_TASK DESCRIPTION_
Transcribe each line of the material as it is, and drop any picture.

_Records from a data collection_
________
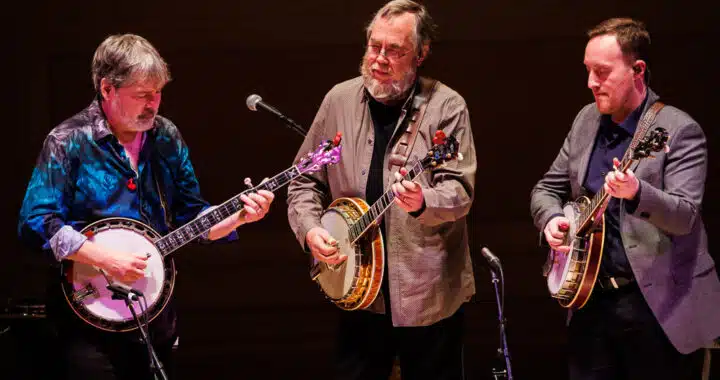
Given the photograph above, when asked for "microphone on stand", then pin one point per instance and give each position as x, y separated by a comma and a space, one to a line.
496, 268
254, 101
491, 258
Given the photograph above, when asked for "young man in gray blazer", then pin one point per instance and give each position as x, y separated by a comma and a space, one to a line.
657, 299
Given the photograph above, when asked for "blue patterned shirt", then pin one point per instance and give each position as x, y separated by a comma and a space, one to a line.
83, 175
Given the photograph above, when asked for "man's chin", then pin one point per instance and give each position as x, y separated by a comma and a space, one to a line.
144, 125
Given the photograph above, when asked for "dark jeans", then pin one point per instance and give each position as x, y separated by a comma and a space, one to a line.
109, 356
368, 344
616, 336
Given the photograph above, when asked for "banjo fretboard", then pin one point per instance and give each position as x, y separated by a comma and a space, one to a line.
202, 224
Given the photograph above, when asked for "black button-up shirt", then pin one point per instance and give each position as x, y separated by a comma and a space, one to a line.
611, 142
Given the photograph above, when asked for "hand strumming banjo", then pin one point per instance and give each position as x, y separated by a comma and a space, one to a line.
355, 283
85, 286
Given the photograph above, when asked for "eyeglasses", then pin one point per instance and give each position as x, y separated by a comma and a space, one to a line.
389, 53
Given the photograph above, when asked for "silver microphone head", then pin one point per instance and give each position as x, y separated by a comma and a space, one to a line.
252, 101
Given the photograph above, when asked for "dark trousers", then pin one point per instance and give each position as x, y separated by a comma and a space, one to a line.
616, 336
368, 344
109, 356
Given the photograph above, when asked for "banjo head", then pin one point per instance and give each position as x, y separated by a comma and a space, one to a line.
338, 281
85, 287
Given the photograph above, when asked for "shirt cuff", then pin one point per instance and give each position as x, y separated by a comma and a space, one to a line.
65, 242
204, 237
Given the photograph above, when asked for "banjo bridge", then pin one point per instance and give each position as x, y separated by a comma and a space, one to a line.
88, 291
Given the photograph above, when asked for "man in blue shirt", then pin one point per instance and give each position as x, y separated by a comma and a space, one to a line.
116, 158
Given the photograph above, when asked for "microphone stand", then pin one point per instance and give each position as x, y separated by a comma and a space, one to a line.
155, 365
507, 373
292, 124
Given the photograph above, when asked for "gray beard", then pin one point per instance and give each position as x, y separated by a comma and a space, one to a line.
396, 89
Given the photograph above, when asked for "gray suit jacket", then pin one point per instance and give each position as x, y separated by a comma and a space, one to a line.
664, 238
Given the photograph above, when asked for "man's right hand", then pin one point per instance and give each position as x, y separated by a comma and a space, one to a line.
323, 246
555, 233
126, 267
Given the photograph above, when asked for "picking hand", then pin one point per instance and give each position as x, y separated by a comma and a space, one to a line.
323, 246
556, 232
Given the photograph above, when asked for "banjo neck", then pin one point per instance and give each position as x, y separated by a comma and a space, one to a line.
198, 226
597, 205
378, 208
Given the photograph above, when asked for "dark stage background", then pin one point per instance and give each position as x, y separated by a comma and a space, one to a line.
249, 309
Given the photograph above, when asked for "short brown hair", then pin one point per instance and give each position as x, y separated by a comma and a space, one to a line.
425, 26
631, 35
127, 57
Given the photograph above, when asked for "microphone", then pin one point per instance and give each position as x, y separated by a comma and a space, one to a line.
123, 291
491, 258
254, 101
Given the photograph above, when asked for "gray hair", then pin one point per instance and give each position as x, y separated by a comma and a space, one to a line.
424, 25
126, 58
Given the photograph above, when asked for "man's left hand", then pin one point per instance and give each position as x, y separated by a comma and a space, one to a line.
621, 185
408, 194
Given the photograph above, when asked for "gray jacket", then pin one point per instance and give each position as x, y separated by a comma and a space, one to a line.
429, 267
664, 238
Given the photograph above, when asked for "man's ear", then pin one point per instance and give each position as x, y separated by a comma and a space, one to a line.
106, 88
639, 67
423, 53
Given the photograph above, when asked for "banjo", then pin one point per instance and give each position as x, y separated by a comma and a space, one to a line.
571, 276
85, 287
355, 283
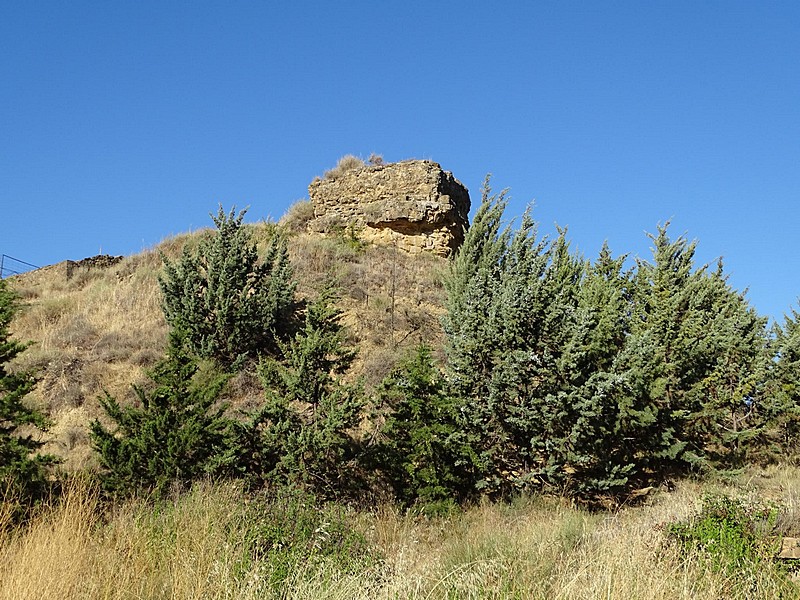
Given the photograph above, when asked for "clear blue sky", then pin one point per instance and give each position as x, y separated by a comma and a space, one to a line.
________
_TASK SOLUTION_
Given the photograph above, when asked for "microphone on stand", then pin one point per instance and give each position as x, y separated by a comma and a space, one to a line.
496, 268
254, 101
491, 258
Given the photograph above, when asked for "young man in gray blazer", then pin one point per instance and give each position as x, y separated by a comma and a space, one to a line.
657, 299
Given the photograph above, when asked for "blue patterned shirt", then pin one point per instance and give each position as x, y separated by a comma and a space, one to a line.
83, 175
Given the photograph above, when asked for "man's chin", then pin one point per instance and give each position as x, y separated by a comma and a space, one to a line.
144, 125
Given the photograph above, when asked for "dark jeans", then pin one point per instance and give each position as x, y separated by a comma and a space, one to a line.
109, 356
368, 344
616, 336
Given the photograph above, when asked for "banjo fretboard", then pin one point per instance and give each position as x, y separated by a comma and a space, one to a line.
202, 224
Given the photograph above, when asked for "black button-up shirt", then pin one point per instance and give each position as x, y separated by a comma and a space, one to a line.
611, 142
Given the photograph above, when asked for "hand strumming banjo", then pin one point per instance and give each position as x, y separated by a comma and a space, one to a line.
355, 283
85, 286
Given the photograph above, when asked for "eyeglasses", then pin one point per instance and give each position as x, y separated by a comma and a space, one to a line.
389, 53
Given the photograph above, when asked for "silver microphone head", then pin one point per instance and give each position as x, y separated by a comma and a space, one to a line.
252, 101
Given the photograph above, when asked for "dark trousers", then pin one point per instance and give each position as x, y separated by a comma and a space, one to a line.
616, 336
368, 344
109, 356
Given the photograph above, when asked for "banjo head", then pin one point per instance and give each position as x, y separated by a comma and a space, one to a line.
338, 281
85, 287
Given the photograph above, when asked for "shirt cuff", then pin one point per instance and give each position as x, y separated by a comma and a space, one to a line.
65, 242
204, 237
Given the photograph above, when asked for "banjo bridge", then pin one point per instance and give each position as x, y separated by a comma and a space, one to a line.
88, 291
Given the photograph above, when asked for "man in blue shirt", then pin one point per instance and give each position as x, y separated by a comma and a space, one to a line.
116, 158
Given the photograph above, when asked for "microphone stand", then pin one point per instance and give each position as x, y separated by a comma and a space, one to a line.
155, 365
507, 373
292, 124
Given the photograph above, when asked for "gray beard", then pin one point per instance and give each position as x, y separated by a comma and a space, one to a line.
396, 89
Given the photograph above, when asked for "gray suit jacket", then pin one point per instance and give each position as x, y separated by a comma and a space, one to a line.
664, 238
Given the photograph above, when asked for "man's right hand", then pin one point per instance and give each position as x, y separated by a comma and a space, one to a line.
323, 246
555, 233
126, 267
Given the photograph above, when asked for "picking hand", then pin one point per instance and give each position as x, y separated by a comma and a space, one to a line.
323, 246
556, 232
Given the photograph above, when asked for "banjo neck", then pin one point per instance and give each position as x, y separated by a comma and a space, one to a line.
198, 226
597, 205
378, 208
Given the photograph above, when asked for "dark stage background", then pin one point per instance and give each position as x, y separated by a comma and a space, one to a line.
249, 309
Given the photograph above, when asked for "short brown hair", then pin one point per instance and give each position as x, y separated by a comma and a space, one to a line.
425, 26
631, 35
127, 57
Given the photograph above, when asked for "microphone", then pin one point per instance and give each position as x, y separated by a comma and a space, one to a line.
123, 291
491, 258
254, 101
Given the photograph above, when asked for "gray hair", then pin one point per instance and give each position as x, y separated by a comma and a space, one to a line.
424, 25
126, 58
Given the photograph above, when asked for "man's left hand", then pin one point per instance and give each position as x, y separated by a comma and a space, one to a line.
621, 185
408, 194
Given the photograph above, when asked for "gray jacket", then pin one point per instance and give each position as x, y separated by a comma and a space, one to a line.
429, 267
664, 238
Given the photograph above, when asked for "man's ear", then pin one point per instance and give each position as x, y separated by a comma and a space, one to a line.
106, 88
639, 67
423, 53
Given the photograph above, when asked for "banjo", then pin one point per instance and give each position as x, y separated by a comma and a space, one to a line.
571, 276
85, 287
355, 283
Given the photograph above, when asked for "clear blue sky", then pin one point per instance and give each position as x, y separated by a comma and a space, one to a line.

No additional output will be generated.